▸ **Required actions**:
A: Answer these questions from the blog excerpt, one per line:
(i) What is the title of the Pablo Neruda poem that is quoted?
(ii) What date appears in the excerpt?
(iii) Who is named as Vincent Van Gogh's brother?
B: In the blog excerpt, find the sentence that ends "valley from seashore." List every natural feature it names.
C: Echo the blog excerpt from "Being shy or" up to and including "of a promoter.".

Excerpted passage section start

As a brown-skinned person I have known the sting of racism when it unexpectedly slapped my face. So I flinch every now and then, protecting myself in situations where I read a facial expression or catch a sideways glance. Maybe that’s why I have always embraced and celebrated the mosaic of people that make up this world. In a poem called Too Many Names, Pablo Neruda says “I know only the skin of the earth and I know it is without a name.” We are the human race, children of this beautiful and amazing planet. Let’s appreciate our differences as we value mountains from desert, river from ocean, and valley from seashore.
Saturday, May 23, 2020
Growing up, I was discouraged from any type of boasting or self-aggrandizement. Good grades were expected, and pride about accomplishments was kept quietly within the family. Self-promotion was bragging, and even blogging would qualify. I often feel embarrassed for people who push themselves into the public limelight even though self-promotion seems to be an essential part of modern life. Even people who have no talent, no skill, no accomplishments, nor even a profession now create their own "brand", to promote their face, body, personality, or their pet hamster.
Being shy or modest (not a word we hear very often) or just introverted is a definite detriment to success. If Vincent Van Gogh were painting today, he might be just as unknown as he was in his own time. The only thing that might make a difference would be if his brother Theo had computer skills and the attitude of a promoter.

Excerpted passage section end
Records supplied section start

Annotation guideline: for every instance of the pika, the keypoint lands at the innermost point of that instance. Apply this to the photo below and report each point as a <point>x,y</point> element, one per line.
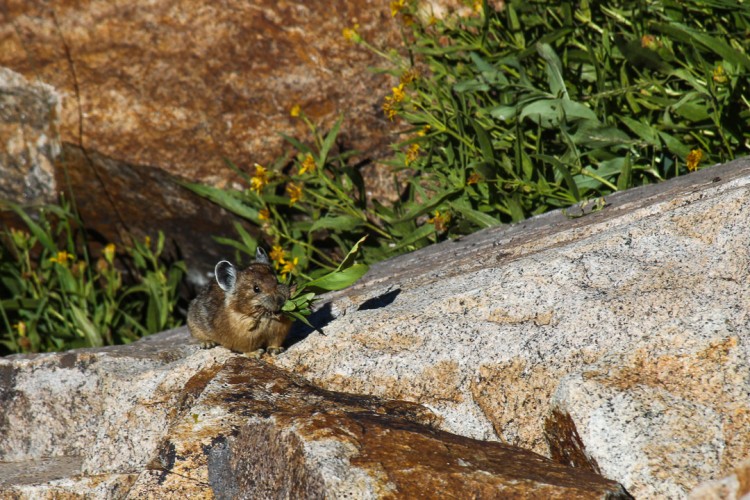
<point>241,310</point>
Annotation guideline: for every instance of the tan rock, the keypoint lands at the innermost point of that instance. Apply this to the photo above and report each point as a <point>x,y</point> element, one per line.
<point>734,486</point>
<point>29,141</point>
<point>615,341</point>
<point>258,433</point>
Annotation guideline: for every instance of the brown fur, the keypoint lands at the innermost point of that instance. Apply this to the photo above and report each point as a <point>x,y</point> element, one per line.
<point>243,319</point>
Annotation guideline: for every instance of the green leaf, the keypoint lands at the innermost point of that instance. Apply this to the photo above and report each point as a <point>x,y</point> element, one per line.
<point>553,69</point>
<point>479,218</point>
<point>714,44</point>
<point>349,259</point>
<point>414,236</point>
<point>337,280</point>
<point>90,332</point>
<point>545,112</point>
<point>485,144</point>
<point>625,179</point>
<point>645,132</point>
<point>432,202</point>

Records supplied section end

▸ **Answers by item**:
A:
(i) Too Many Names
(ii) Saturday, May 23, 2020
(iii) Theo

B: mountains, desert, river, ocean, valley, seashore

C:
Being shy or modest (not a word we hear very often) or just introverted is a definite detriment to success. If Vincent Van Gogh were painting today, he might be just as unknown as he was in his own time. The only thing that might make a difference would be if his brother Theo had computer skills and the attitude of a promoter.